──────── INPUT DATA ────────

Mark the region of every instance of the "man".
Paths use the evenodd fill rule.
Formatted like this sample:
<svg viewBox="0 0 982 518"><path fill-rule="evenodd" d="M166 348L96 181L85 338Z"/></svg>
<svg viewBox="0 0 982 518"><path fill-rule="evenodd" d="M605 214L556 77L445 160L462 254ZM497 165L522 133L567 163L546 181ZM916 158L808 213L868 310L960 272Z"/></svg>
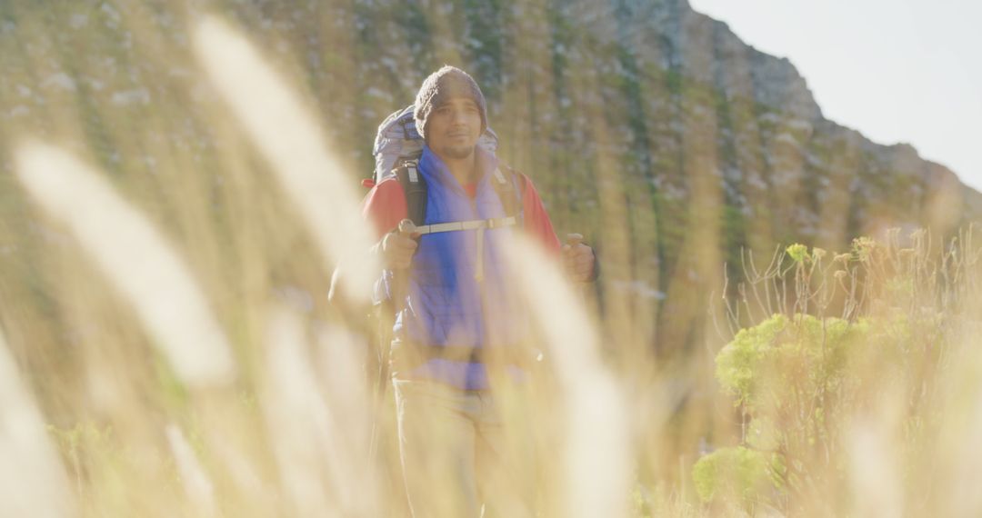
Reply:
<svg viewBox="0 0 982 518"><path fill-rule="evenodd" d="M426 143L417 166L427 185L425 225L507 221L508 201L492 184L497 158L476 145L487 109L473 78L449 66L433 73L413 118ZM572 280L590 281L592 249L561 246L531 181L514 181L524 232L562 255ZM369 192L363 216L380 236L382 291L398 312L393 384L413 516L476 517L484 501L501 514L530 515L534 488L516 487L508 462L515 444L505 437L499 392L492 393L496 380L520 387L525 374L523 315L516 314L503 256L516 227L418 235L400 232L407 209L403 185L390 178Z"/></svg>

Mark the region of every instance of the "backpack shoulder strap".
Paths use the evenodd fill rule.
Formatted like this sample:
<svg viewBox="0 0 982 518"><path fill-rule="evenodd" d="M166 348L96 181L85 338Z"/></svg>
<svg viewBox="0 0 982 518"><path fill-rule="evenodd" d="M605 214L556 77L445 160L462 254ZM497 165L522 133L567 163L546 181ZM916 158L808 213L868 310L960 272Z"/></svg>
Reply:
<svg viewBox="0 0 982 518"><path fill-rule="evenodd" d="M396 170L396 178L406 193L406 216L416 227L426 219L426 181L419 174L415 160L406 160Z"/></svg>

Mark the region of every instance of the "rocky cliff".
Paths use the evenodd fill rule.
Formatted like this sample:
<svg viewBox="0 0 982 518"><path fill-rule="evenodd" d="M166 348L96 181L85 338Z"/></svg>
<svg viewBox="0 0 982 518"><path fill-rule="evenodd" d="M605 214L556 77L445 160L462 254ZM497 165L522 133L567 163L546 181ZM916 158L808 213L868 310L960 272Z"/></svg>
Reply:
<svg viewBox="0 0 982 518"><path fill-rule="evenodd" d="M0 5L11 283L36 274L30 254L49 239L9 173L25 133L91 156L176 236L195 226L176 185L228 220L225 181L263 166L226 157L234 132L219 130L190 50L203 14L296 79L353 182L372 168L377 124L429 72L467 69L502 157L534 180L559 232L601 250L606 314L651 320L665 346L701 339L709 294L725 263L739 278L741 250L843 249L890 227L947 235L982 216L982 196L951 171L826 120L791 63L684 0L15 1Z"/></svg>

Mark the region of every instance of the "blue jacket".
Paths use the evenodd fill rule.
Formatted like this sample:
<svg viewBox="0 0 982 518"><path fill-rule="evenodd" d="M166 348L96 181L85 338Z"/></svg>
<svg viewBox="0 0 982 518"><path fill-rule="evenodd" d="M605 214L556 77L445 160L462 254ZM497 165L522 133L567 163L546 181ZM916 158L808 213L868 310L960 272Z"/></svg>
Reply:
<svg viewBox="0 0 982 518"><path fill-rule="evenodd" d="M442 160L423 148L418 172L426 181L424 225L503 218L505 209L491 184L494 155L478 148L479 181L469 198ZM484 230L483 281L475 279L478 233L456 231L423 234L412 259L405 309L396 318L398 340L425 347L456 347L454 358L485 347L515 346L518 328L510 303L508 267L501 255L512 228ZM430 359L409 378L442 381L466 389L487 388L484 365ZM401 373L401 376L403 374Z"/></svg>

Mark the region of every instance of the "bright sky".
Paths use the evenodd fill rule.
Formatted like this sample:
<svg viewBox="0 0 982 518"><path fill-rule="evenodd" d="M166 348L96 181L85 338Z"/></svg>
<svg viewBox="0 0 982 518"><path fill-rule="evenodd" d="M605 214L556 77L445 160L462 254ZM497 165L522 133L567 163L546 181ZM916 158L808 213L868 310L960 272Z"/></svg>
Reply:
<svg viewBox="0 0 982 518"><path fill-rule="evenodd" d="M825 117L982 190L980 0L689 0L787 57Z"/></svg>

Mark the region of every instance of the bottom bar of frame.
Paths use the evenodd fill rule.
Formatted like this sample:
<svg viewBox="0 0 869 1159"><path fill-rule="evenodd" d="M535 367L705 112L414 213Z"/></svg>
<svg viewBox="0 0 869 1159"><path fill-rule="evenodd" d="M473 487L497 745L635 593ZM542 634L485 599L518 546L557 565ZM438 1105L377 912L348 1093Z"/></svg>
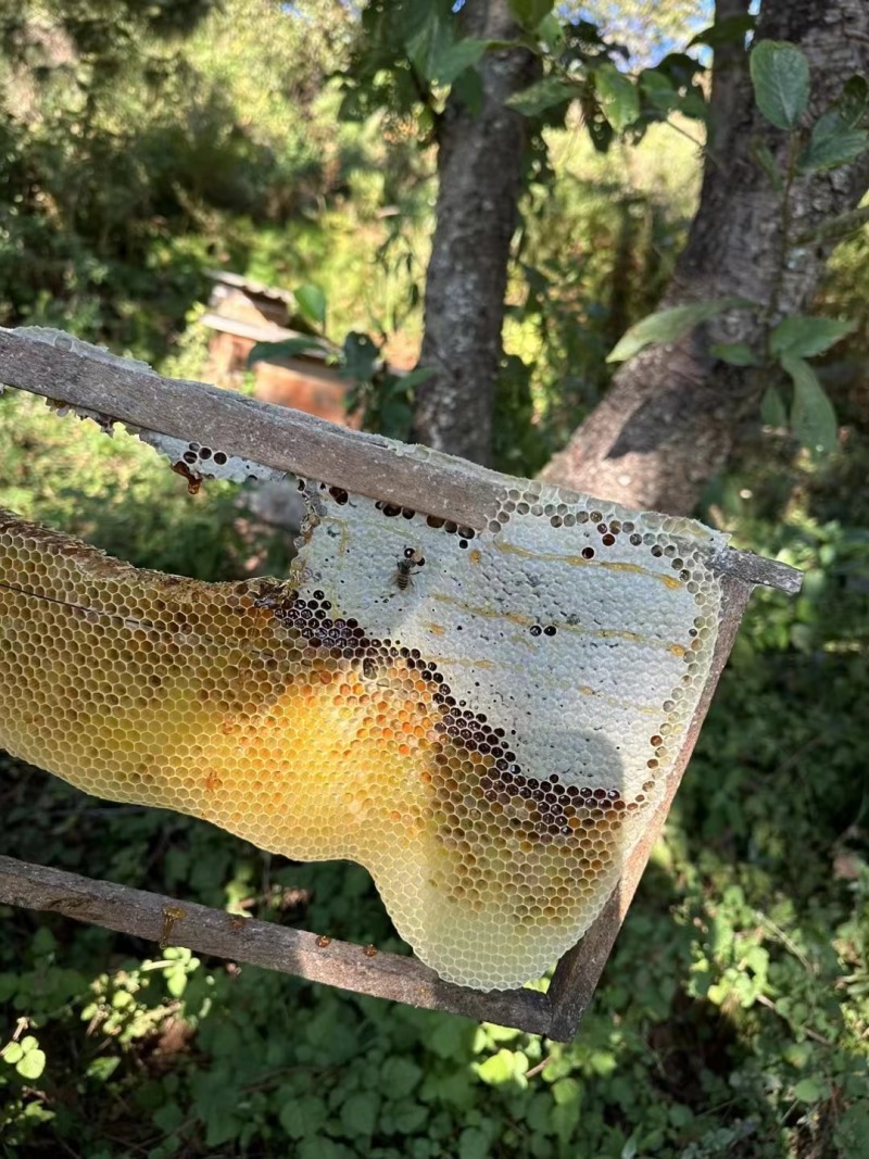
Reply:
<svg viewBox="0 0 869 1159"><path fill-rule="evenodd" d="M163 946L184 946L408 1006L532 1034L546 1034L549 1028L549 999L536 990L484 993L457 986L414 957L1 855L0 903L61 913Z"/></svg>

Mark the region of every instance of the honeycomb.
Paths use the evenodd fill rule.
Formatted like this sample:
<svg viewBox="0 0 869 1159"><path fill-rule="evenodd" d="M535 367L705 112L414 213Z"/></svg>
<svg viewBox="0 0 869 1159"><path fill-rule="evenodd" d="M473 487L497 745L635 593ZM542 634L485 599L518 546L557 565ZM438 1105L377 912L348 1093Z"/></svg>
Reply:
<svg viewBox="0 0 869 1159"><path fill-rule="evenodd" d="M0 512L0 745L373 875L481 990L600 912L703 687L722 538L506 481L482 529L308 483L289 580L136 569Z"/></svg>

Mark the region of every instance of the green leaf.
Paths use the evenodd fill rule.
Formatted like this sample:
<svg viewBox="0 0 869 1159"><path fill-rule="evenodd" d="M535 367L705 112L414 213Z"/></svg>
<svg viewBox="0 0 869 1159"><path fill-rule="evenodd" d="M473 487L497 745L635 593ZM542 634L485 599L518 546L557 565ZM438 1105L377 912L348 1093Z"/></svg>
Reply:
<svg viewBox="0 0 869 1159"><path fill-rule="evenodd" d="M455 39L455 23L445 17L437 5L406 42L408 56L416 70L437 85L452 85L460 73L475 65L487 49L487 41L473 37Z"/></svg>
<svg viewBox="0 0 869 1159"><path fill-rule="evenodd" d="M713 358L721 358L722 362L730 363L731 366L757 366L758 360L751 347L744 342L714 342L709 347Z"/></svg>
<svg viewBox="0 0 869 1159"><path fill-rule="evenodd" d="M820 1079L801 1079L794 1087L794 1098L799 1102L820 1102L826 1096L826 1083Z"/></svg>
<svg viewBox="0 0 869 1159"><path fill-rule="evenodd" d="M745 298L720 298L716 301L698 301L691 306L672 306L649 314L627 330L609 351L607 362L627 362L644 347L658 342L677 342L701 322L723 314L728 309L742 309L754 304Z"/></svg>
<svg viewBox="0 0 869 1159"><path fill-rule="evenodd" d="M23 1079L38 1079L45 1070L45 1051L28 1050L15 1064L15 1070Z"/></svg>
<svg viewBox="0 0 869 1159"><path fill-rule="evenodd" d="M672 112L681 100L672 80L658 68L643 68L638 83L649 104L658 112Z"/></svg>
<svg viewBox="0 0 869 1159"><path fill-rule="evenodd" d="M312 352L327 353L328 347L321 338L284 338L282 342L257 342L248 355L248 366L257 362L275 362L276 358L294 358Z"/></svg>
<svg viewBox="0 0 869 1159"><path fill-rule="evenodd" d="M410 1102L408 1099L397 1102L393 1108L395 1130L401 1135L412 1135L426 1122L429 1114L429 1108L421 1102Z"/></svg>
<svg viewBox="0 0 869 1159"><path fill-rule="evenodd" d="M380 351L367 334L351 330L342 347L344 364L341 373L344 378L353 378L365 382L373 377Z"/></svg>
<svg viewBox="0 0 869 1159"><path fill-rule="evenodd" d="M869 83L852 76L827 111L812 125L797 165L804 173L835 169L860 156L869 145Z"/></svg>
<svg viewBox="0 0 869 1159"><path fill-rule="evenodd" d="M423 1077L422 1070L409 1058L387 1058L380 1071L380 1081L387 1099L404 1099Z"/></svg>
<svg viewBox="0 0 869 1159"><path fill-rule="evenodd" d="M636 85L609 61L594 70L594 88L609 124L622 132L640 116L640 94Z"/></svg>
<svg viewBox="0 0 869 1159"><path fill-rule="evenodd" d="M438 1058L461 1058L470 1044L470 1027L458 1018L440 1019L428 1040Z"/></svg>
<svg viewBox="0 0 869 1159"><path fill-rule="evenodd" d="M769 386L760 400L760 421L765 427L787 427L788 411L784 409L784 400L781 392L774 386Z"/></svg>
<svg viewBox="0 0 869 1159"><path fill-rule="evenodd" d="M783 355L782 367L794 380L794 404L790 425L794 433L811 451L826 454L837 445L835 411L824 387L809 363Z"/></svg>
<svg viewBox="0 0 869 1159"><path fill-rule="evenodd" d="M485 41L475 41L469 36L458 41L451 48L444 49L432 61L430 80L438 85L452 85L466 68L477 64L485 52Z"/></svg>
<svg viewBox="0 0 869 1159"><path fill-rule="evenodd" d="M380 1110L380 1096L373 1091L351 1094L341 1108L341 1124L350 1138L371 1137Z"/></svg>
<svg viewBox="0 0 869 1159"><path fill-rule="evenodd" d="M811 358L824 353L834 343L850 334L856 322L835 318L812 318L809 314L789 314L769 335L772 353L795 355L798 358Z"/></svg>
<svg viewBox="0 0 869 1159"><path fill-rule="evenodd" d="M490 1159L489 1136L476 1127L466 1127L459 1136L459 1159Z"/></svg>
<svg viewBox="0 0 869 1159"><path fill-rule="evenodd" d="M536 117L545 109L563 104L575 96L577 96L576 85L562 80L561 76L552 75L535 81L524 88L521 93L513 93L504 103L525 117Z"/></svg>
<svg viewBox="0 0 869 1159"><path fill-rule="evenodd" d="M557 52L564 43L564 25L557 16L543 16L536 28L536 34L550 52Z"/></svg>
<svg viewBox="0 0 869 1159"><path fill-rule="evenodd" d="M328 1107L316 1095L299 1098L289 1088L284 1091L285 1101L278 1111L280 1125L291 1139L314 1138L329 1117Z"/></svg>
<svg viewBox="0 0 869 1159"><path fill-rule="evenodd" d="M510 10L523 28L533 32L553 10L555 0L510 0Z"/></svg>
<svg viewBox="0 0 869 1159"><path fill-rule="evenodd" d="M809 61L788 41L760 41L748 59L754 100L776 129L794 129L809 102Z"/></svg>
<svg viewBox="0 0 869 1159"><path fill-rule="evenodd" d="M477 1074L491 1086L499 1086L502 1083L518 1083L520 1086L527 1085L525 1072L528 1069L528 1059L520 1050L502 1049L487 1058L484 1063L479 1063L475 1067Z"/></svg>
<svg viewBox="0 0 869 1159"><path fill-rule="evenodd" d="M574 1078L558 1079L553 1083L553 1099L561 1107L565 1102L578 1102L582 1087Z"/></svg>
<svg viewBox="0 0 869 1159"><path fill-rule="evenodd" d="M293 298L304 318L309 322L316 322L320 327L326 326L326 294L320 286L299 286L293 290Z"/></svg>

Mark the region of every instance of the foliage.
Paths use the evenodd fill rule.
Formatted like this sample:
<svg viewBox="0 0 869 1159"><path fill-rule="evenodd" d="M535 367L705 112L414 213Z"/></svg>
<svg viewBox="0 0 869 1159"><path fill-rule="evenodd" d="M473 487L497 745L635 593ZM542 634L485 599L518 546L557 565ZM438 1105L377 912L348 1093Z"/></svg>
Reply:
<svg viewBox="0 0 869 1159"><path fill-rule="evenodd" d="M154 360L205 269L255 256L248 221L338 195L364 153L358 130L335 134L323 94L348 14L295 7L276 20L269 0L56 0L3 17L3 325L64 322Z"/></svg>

────────

WHAT TO PRODUCE >> Reproduce the lines from the line with "Mark the region of every instance of the green" to the line with "358L721 358L722 362L730", changing "green leaf" to "maple leaf" and leaving everything else unchanged.

EXERCISE RESULT >>
Mark the region of every instance of the maple leaf.
Paths use the evenodd fill rule.
Formatted like this sample:
<svg viewBox="0 0 869 1159"><path fill-rule="evenodd" d="M535 367L705 112L414 213Z"/></svg>
<svg viewBox="0 0 869 1159"><path fill-rule="evenodd" d="M473 487L497 745L635 593ZM542 634L485 599L518 546L557 565ZM438 1105L377 912L348 1093Z"/></svg>
Reply:
<svg viewBox="0 0 869 1159"><path fill-rule="evenodd" d="M455 39L455 23L445 17L437 5L406 42L408 56L416 70L437 85L452 85L460 73L475 65L487 49L487 41L473 37Z"/></svg>
<svg viewBox="0 0 869 1159"><path fill-rule="evenodd" d="M713 358L721 358L722 362L730 363L731 366L757 366L758 360L751 347L744 342L714 342L709 347Z"/></svg>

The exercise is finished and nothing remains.